+++ Document +++

ITEM 25. PERSONS CONTROLLED BY OR UNDER COMMON CONTROL WITH REGISTRANT.
 
  The Registrant is not controlled by or under common control with any other
person.
 
ITEM 26.  NUMBER OF HOLDERS OF SECURITIES.
 
<TABLE>
<CAPTION>
                                                                                      NUMBER OF       
                                                                                     HOLDERS AT       
      TITLE OF CLASS                                                              NOVEMBER 30, 1996   
      --------------                                                              -----------------   
      <S>                                                                         <C>                 
      Shares of Class A Common Stock, par value $0.10 per share................          104          
      Shares of Class B Common Stock, par value $0.10 per share................          819          
      Shares of Class C Common Stock, par value $0.10 per share................           99          
      Shares of Class D Common Stock, par value $0.10 per share................           43           
</TABLE>
- --------
Note: The number of holders shown in the table above includes holders of record
      plus beneficial owners, whose shares are held of record by Merrill Lynch,
      Pierce, Fenner & Smith Incorporated. 
 
ITEM 27. INDEMNIFICATION.

+++ Records for processing +++

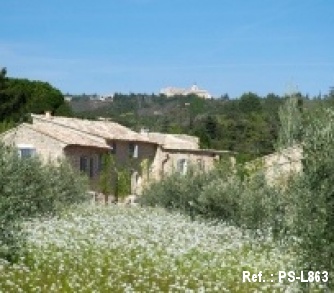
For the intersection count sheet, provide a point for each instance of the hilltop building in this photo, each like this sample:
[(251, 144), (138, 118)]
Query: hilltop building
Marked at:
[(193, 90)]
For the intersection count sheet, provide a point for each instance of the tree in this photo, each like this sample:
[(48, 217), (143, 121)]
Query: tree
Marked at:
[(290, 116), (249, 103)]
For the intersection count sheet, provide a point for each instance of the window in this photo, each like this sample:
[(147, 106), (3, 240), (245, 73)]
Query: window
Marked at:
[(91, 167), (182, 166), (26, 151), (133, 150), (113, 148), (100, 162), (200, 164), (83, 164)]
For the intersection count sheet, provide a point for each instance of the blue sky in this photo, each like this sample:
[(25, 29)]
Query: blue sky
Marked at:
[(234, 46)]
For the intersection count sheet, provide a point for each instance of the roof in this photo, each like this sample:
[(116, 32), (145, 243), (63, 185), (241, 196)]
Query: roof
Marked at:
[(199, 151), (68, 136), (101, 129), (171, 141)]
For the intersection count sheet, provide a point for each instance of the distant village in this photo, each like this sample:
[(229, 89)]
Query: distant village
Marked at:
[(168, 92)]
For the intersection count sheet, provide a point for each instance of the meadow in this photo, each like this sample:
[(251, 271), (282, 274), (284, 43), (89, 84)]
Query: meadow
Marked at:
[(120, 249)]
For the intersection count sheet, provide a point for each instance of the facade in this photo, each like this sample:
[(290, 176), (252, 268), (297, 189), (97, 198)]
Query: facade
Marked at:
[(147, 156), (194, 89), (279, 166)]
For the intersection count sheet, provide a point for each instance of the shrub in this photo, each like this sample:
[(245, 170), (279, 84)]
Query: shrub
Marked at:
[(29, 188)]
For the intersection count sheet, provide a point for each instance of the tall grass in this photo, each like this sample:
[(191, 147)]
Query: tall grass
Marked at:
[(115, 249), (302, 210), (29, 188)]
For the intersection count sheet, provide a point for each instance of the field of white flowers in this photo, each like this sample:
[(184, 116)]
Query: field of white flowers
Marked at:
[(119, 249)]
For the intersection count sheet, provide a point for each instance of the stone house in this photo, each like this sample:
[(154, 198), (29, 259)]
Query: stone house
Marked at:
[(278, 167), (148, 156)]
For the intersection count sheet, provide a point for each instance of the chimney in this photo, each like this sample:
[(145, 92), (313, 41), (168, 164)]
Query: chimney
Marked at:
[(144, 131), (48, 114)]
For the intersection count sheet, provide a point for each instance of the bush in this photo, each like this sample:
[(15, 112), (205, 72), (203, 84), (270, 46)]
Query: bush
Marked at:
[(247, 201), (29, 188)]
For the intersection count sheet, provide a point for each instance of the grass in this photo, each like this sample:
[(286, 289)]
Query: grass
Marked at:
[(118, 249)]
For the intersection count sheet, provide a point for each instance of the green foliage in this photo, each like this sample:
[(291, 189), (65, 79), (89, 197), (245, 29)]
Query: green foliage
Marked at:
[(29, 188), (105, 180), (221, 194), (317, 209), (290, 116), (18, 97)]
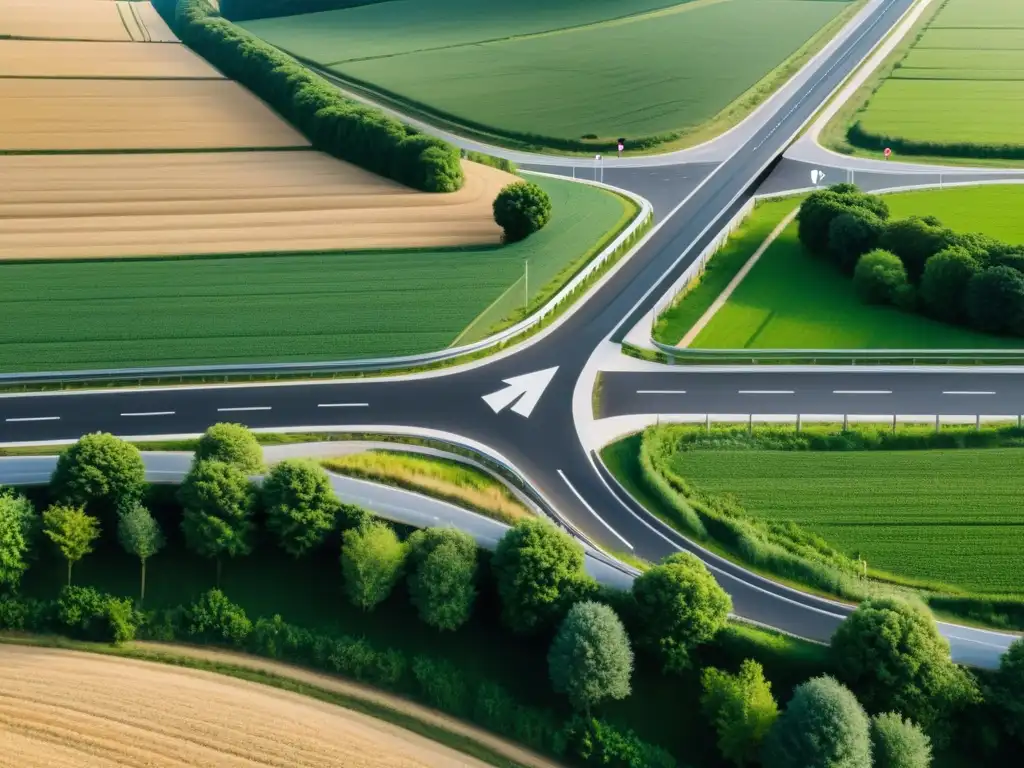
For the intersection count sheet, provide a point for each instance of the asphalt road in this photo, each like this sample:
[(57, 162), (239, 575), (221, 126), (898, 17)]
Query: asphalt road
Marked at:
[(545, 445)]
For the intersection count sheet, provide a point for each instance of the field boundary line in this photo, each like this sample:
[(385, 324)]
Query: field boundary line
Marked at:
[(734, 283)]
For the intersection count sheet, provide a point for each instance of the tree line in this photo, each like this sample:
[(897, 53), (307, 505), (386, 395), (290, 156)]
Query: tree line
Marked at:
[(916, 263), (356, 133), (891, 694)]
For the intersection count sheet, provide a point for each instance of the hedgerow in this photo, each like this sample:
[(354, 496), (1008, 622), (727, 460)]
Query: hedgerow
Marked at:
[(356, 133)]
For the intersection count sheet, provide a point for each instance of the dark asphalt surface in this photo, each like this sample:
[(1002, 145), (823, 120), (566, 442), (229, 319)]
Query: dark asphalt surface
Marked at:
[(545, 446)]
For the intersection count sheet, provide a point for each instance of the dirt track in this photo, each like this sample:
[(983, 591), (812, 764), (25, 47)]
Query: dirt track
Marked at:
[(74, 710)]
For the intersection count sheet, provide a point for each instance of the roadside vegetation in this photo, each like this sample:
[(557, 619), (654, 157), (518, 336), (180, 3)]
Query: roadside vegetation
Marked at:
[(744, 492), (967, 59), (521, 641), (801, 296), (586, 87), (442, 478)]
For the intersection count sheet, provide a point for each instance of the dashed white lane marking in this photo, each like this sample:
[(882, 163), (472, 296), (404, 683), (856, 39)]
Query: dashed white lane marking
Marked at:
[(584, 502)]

+++
+++ Records for processing +++

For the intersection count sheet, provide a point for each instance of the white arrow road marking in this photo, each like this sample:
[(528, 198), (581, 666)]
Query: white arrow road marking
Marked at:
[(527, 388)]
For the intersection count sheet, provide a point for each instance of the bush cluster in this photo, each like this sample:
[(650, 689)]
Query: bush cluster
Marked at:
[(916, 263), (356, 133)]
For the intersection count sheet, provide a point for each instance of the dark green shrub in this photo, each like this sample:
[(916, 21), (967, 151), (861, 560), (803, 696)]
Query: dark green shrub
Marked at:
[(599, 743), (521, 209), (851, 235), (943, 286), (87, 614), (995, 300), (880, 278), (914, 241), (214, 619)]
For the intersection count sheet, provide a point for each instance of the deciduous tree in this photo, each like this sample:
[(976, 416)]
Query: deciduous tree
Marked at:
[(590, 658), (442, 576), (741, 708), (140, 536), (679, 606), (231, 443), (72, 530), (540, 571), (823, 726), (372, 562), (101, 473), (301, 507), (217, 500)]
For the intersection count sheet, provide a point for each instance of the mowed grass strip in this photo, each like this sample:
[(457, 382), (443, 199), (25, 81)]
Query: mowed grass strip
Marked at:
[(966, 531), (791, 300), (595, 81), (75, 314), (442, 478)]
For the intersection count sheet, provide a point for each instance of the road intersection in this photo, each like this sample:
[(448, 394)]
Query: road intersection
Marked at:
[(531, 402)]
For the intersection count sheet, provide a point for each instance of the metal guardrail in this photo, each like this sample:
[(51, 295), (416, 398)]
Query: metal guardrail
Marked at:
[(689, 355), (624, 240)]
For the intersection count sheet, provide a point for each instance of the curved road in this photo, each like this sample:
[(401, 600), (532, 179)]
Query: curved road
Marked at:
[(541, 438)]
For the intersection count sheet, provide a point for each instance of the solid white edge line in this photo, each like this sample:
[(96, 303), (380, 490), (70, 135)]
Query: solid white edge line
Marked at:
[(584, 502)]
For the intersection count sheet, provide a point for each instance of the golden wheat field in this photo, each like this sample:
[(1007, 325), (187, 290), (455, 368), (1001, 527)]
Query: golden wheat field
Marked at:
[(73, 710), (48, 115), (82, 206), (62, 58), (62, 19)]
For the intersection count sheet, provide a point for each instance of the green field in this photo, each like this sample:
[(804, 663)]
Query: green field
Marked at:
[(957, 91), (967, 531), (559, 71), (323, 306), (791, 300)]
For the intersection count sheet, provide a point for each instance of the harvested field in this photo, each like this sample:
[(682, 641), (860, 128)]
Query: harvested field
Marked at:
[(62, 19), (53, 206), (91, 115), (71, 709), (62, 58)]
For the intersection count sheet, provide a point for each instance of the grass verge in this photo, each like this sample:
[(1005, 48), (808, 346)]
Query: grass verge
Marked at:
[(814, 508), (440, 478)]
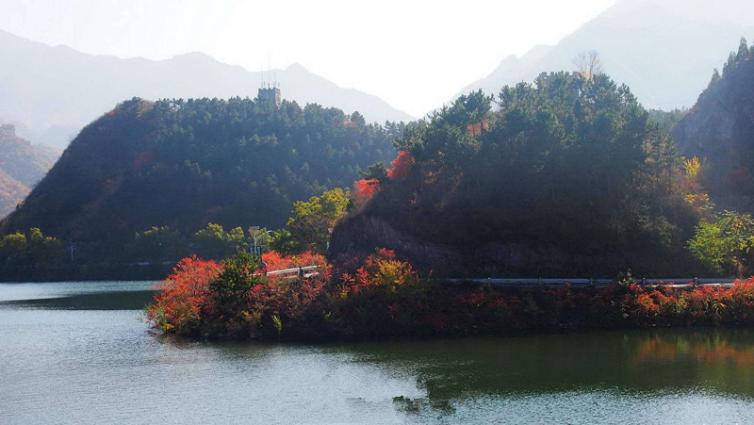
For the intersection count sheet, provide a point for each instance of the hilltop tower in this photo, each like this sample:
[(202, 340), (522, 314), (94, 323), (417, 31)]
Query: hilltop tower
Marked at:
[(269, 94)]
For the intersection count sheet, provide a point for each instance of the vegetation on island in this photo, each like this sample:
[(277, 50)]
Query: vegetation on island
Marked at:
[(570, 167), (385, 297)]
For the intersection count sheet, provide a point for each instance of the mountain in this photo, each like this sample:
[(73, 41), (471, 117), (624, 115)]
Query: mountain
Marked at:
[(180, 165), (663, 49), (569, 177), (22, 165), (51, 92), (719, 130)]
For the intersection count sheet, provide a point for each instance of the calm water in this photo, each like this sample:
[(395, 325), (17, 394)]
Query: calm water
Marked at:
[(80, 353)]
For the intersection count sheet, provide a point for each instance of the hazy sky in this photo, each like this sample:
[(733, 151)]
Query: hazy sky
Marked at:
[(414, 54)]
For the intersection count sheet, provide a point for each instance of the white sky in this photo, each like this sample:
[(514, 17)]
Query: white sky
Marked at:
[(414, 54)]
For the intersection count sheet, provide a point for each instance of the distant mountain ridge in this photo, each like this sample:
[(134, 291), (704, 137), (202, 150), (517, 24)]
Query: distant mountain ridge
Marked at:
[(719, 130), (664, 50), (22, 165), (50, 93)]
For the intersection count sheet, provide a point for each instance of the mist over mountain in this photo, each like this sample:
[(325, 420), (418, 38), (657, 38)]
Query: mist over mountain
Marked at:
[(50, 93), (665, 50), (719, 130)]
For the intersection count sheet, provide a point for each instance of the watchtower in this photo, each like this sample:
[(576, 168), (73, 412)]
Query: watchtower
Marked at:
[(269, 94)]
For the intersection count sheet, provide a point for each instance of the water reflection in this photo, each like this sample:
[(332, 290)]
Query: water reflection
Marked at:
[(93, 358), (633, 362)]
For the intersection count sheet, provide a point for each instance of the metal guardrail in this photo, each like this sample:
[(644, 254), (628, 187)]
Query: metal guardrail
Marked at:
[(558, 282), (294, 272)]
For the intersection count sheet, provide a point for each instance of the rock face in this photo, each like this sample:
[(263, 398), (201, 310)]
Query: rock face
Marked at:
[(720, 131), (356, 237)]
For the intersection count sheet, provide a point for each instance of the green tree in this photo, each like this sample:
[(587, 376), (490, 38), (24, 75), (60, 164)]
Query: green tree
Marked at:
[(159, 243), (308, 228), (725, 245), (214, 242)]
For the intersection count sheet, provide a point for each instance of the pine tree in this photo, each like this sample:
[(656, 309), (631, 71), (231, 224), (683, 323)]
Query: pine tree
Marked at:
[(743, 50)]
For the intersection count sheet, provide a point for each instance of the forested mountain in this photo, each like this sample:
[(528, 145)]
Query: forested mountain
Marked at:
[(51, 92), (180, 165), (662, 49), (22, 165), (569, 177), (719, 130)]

+++
+++ Records for processing +++

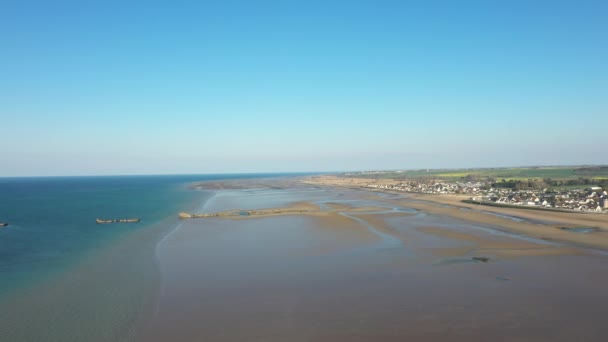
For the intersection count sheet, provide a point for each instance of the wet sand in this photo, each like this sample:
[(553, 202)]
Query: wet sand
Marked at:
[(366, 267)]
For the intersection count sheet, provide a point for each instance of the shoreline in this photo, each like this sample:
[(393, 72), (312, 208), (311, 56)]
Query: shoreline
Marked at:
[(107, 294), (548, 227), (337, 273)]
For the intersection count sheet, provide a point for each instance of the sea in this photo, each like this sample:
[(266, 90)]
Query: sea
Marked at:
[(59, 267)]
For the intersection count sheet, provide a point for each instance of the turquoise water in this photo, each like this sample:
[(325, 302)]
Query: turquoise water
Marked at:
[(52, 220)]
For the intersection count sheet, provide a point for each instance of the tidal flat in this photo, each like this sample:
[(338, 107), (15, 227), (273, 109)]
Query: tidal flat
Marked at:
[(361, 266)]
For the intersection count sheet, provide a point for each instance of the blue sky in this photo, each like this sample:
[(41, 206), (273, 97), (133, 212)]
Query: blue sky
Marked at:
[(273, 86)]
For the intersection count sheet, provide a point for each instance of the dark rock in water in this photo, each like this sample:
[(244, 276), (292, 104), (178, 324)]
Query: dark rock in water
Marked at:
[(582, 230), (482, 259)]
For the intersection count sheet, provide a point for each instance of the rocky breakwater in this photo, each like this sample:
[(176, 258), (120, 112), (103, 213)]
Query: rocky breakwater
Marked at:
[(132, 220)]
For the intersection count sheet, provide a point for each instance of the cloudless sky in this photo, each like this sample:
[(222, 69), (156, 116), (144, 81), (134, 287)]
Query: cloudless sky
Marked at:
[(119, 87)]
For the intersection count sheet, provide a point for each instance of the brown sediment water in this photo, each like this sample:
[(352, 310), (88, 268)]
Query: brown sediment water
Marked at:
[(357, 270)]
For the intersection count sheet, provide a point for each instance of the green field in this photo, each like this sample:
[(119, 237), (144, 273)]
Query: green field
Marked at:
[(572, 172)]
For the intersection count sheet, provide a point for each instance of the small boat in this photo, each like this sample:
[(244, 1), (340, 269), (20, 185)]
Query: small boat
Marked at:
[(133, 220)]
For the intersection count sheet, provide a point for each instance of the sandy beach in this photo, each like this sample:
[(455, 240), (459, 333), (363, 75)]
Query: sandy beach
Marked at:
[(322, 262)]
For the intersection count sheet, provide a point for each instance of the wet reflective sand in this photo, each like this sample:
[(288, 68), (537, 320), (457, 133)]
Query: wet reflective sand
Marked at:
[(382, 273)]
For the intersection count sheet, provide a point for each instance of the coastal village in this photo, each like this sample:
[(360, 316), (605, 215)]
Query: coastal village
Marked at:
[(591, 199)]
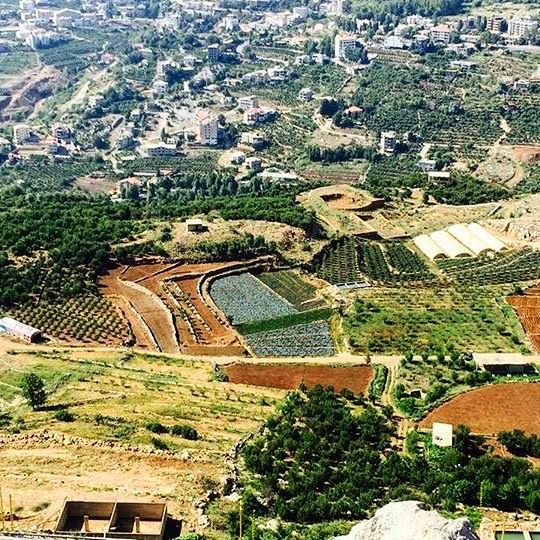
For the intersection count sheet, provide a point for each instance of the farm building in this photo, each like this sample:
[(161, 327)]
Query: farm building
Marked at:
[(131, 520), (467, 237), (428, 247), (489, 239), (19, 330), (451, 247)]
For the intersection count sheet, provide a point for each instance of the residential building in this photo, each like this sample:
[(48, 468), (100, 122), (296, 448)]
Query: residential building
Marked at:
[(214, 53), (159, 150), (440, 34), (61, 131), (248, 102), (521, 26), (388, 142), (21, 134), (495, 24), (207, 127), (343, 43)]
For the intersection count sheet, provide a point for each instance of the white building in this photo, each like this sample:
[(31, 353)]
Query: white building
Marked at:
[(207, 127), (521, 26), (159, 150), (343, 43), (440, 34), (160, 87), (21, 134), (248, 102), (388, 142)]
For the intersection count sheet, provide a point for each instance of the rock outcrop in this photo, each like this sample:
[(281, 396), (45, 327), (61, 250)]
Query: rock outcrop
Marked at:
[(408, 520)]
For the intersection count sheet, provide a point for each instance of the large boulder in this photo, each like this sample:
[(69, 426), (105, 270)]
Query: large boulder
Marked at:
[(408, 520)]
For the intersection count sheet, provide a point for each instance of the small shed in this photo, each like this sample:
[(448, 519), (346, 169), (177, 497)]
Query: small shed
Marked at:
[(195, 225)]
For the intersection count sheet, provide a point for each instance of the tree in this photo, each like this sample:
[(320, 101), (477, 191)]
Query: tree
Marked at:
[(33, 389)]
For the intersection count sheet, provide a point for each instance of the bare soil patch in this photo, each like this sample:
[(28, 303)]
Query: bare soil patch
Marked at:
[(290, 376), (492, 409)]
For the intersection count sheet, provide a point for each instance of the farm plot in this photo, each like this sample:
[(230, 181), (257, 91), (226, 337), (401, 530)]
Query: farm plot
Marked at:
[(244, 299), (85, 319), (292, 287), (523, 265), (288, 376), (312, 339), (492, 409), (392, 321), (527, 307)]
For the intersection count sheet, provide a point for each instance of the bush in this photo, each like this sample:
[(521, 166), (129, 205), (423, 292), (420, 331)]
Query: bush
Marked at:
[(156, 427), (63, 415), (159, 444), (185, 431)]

+++

# Stated exercise A
Reproduce the registration statement excerpt word for word, in full.
# Stated exercise B
Turn the listing lines from the one containing "the white arrow" up to and including the one containing "[(531, 402)]" into a numbered list, skipping any blank lines.

# Written answer A
ITEM 25. PERSONS CONTROLLED BY OR UNDER COMMON CONTROL WITH REGISTRANT.
 
  The Registrant is not controlled by or under common control with any other
person.
 
ITEM 26.  NUMBER OF HOLDERS OF SECURITIES.
 
<TABLE>
<CAPTION>
                                                                                      NUMBER OF       
                                                                                     HOLDERS AT       
      TITLE OF CLASS                                                              NOVEMBER 30, 1996   
      --------------                                                              -----------------   
      <S>                                                                         <C>                 
      Shares of Class A Common Stock, par value $0.10 per share................          104          
      Shares of Class B Common Stock, par value $0.10 per share................          819          
      Shares of Class C Common Stock, par value $0.10 per share................           99          
      Shares of Class D Common Stock, par value $0.10 per share................           43           
</TABLE>
- --------
Note: The number of holders shown in the table above includes holders of record
      plus beneficial owners, whose shares are held of record by Merrill Lynch,
      Pierce, Fenner & Smith Incorporated. 
 
ITEM 27. INDEMNIFICATION.

# Written answer B
1. For the intersection count sheet, provide a point for each instance of the white arrow road marking in this photo, each like this sample:
2. [(528, 198), (581, 666)]
3. Query: white arrow road marking
4. Marked at:
5. [(527, 388)]
6. For the intersection count sheet, provide a point for each instance of the bush cluster in this photo, each like this sample:
7. [(650, 689)]
8. Query: bush cluster
9. Marked at:
10. [(916, 263), (356, 133)]
11. For the intersection count sheet, provide a point for each instance of the dark green shrub in this photo, each like this sample:
12. [(916, 21), (967, 151), (861, 560), (803, 696)]
13. Query: dark green shrub
14. Marked at:
15. [(599, 743), (521, 209), (851, 235), (943, 286), (87, 614), (995, 300), (880, 278), (914, 241), (214, 619)]
16. For the intersection count sheet, provide a point for each instance of the deciduous tree in this photo, each like this sample:
17. [(976, 416)]
18. Query: deciduous tree
19. Marked at:
20. [(590, 658), (442, 576), (741, 708), (140, 536), (679, 606), (231, 443), (72, 530), (540, 571), (823, 726), (372, 562), (101, 473), (301, 507), (217, 500)]
21. For the intersection count sheet, provide a point for each instance of the mowed grass strip in this photo, each like this sample:
22. [(457, 382), (443, 199), (25, 81)]
23. Query: mowed grass strip
24. Marked at:
25. [(966, 531), (791, 300), (595, 81), (75, 314), (442, 478)]
26. For the intersection count sheet, provide a point for each instance of the road intersection in this photo, each like this sample:
27. [(448, 394)]
28. Query: road intersection
29. Marked at:
30. [(531, 402)]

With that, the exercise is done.